* _GESTELLTE AUFGABE 1_
Finde in den Zeilen unten jede Zeile, die die Zeichenfolge „person“ enthält, und schreib sie unverändert ab. Groß- und Kleinschreibung zählt.

* _ZITIERTER TEXT_
4. Steuerliche Behandlung bei Veräußerung der Immobilie

Die steuerliche Behandlung einer Immobilie hängt von der Zuordnung der Immobilie zum steuerlichen Privat- oder Betriebsvermögen ab. Immobilien, die sich im steuerlichen Privatvermögen befinden, können nach zehn Jahren ertragsteuerfrei veräußert werden. Der Zehnjahreszeitraum beginnt und endet jeweils mit Abschluss der notariellen Kaufverträge.

Befinden sich Immobilien hingegen im steuerlichen Betriebsvermögen, sind diese auf ewig steuerlich verhaftet. Bei der Veräußerung bzw. Überführung einer Immobilie aus dem Betriebsvermögen in das Privatvermögen sind die bis zu diesem Zeitpunkt aufgebauten stillen Reserven ertragsteuerpflichtig.

* _GESTELLTE AUFGABE 2_
Womit beginnt und endet laut dem Text zur Veräußerung von Immobilien der Zehnjahreszeitraum?

* _AUSZUG DER ZEILEN_
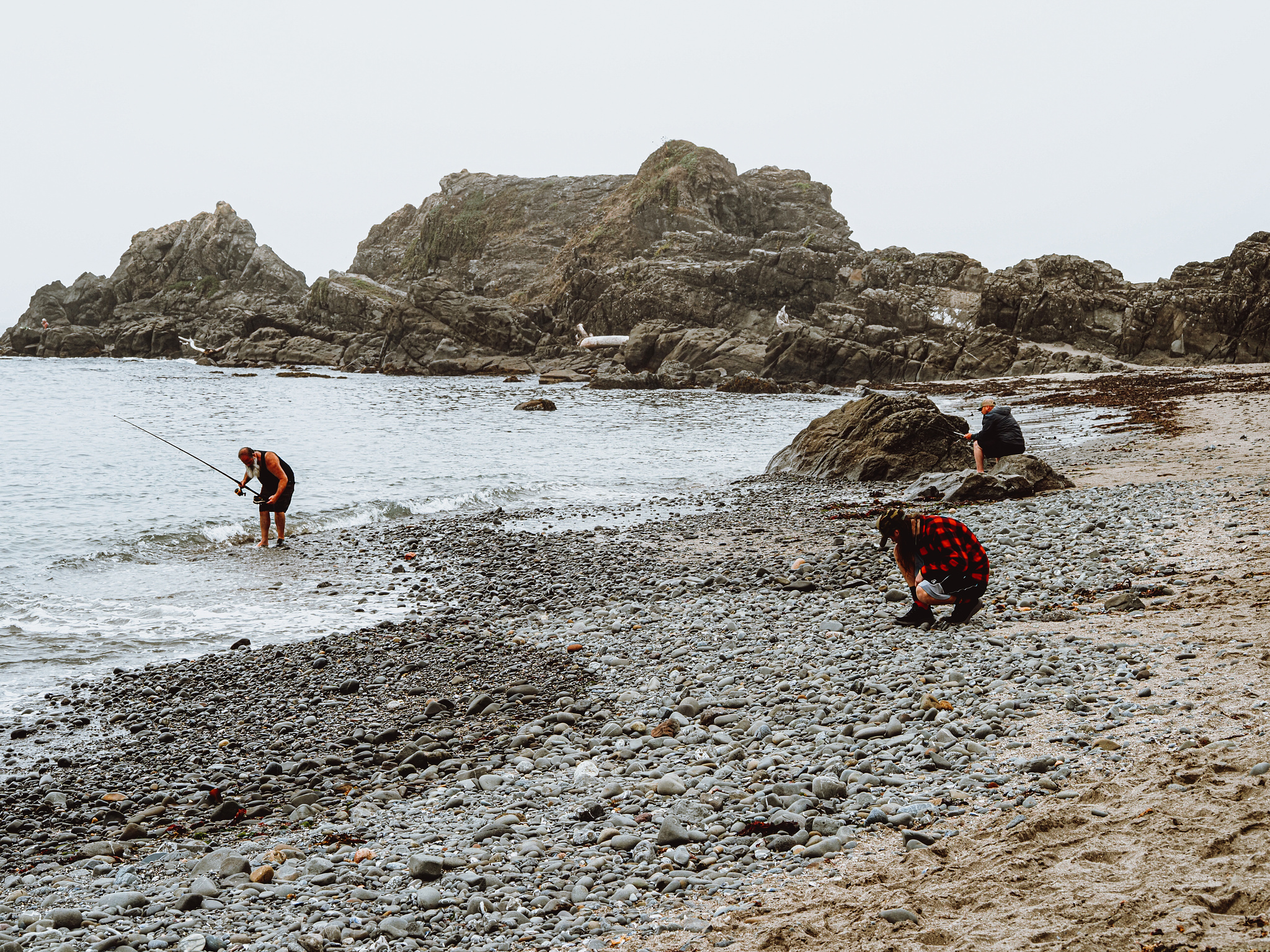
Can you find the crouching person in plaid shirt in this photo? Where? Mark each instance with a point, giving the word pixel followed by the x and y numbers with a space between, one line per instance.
pixel 943 563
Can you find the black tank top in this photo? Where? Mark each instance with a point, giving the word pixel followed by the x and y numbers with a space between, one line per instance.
pixel 269 482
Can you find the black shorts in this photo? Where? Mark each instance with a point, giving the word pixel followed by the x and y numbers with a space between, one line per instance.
pixel 957 586
pixel 995 450
pixel 283 500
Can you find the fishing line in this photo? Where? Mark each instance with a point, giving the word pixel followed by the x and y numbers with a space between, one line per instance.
pixel 189 454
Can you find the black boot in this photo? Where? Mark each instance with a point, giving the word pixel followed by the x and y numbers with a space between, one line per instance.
pixel 963 611
pixel 917 616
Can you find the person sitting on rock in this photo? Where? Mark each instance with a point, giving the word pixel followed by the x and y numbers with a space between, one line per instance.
pixel 1000 434
pixel 943 563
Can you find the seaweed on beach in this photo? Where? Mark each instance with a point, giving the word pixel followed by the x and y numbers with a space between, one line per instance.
pixel 1148 399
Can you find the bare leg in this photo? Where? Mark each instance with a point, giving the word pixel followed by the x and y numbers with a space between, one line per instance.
pixel 908 578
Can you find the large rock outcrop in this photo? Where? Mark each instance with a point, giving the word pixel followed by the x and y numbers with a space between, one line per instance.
pixel 879 437
pixel 699 265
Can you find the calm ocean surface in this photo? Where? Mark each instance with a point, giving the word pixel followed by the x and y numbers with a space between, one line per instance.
pixel 117 550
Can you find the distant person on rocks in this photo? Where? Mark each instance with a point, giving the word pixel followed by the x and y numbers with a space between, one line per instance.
pixel 277 484
pixel 943 563
pixel 1000 434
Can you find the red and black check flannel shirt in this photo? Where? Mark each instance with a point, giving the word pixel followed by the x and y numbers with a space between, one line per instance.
pixel 948 546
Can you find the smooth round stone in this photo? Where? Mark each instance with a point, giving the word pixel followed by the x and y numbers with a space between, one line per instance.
pixel 65 918
pixel 898 915
pixel 670 786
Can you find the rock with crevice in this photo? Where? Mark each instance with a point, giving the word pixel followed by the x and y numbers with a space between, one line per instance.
pixel 1011 477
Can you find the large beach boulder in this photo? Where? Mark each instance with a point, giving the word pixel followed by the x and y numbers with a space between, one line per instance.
pixel 878 438
pixel 1020 475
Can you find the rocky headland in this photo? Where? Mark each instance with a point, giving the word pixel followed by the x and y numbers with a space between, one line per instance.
pixel 709 272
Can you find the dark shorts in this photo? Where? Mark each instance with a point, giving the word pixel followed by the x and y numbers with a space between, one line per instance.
pixel 956 586
pixel 283 500
pixel 995 450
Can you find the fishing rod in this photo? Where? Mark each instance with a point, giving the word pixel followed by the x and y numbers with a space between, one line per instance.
pixel 258 499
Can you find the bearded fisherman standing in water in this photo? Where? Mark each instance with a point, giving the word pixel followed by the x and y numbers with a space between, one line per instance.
pixel 277 484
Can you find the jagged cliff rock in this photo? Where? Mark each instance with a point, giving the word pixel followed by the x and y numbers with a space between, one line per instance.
pixel 206 277
pixel 488 235
pixel 700 266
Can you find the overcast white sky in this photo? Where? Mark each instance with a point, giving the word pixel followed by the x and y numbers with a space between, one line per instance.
pixel 1130 133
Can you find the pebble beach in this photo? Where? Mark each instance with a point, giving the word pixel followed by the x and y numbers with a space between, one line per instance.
pixel 696 729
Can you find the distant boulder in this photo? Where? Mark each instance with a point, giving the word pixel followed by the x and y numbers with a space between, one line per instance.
pixel 539 404
pixel 1021 475
pixel 878 438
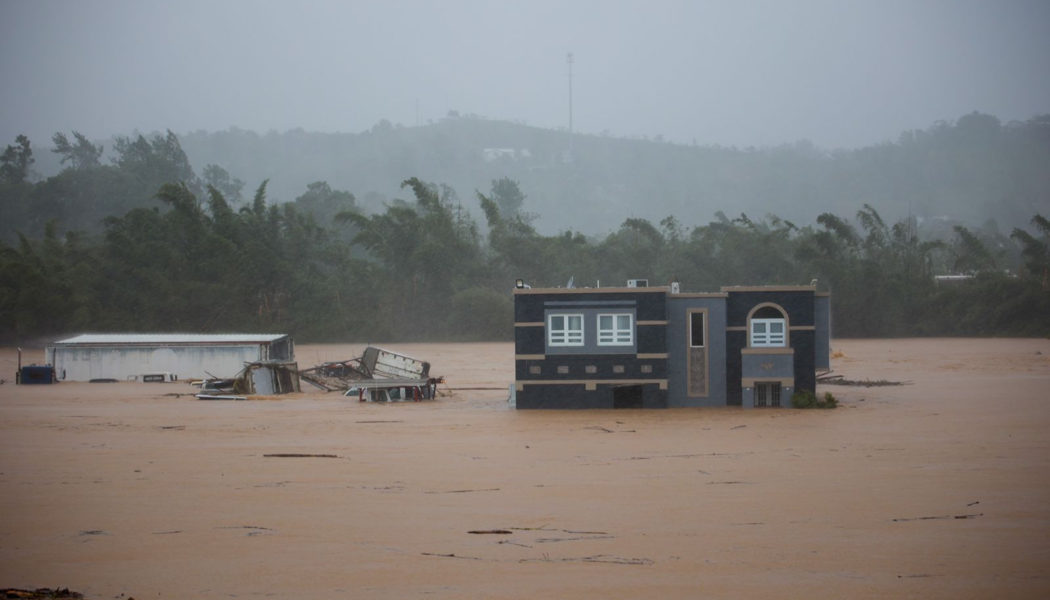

* _ANTWORT 1_
Can you find the crouching person in plaid shirt in this photo? Where? Mark each instance with a point, giving the word pixel followed by the x and y numbers with a space between, one line per instance.
Can you find the person sitting on rock in this photo? Where? Mark each instance with a point, giving the word pixel followed by the x and y numbers with a space between, one line per instance.
Can you find the distant person on rocks in this photo? Where? Mark each instance with a point, giving the word pixel followed by the x and y numbers with a space between, one line per instance.

* _ANTWORT 2_
Jeweils mit Abschluss der notariellen Kaufverträge.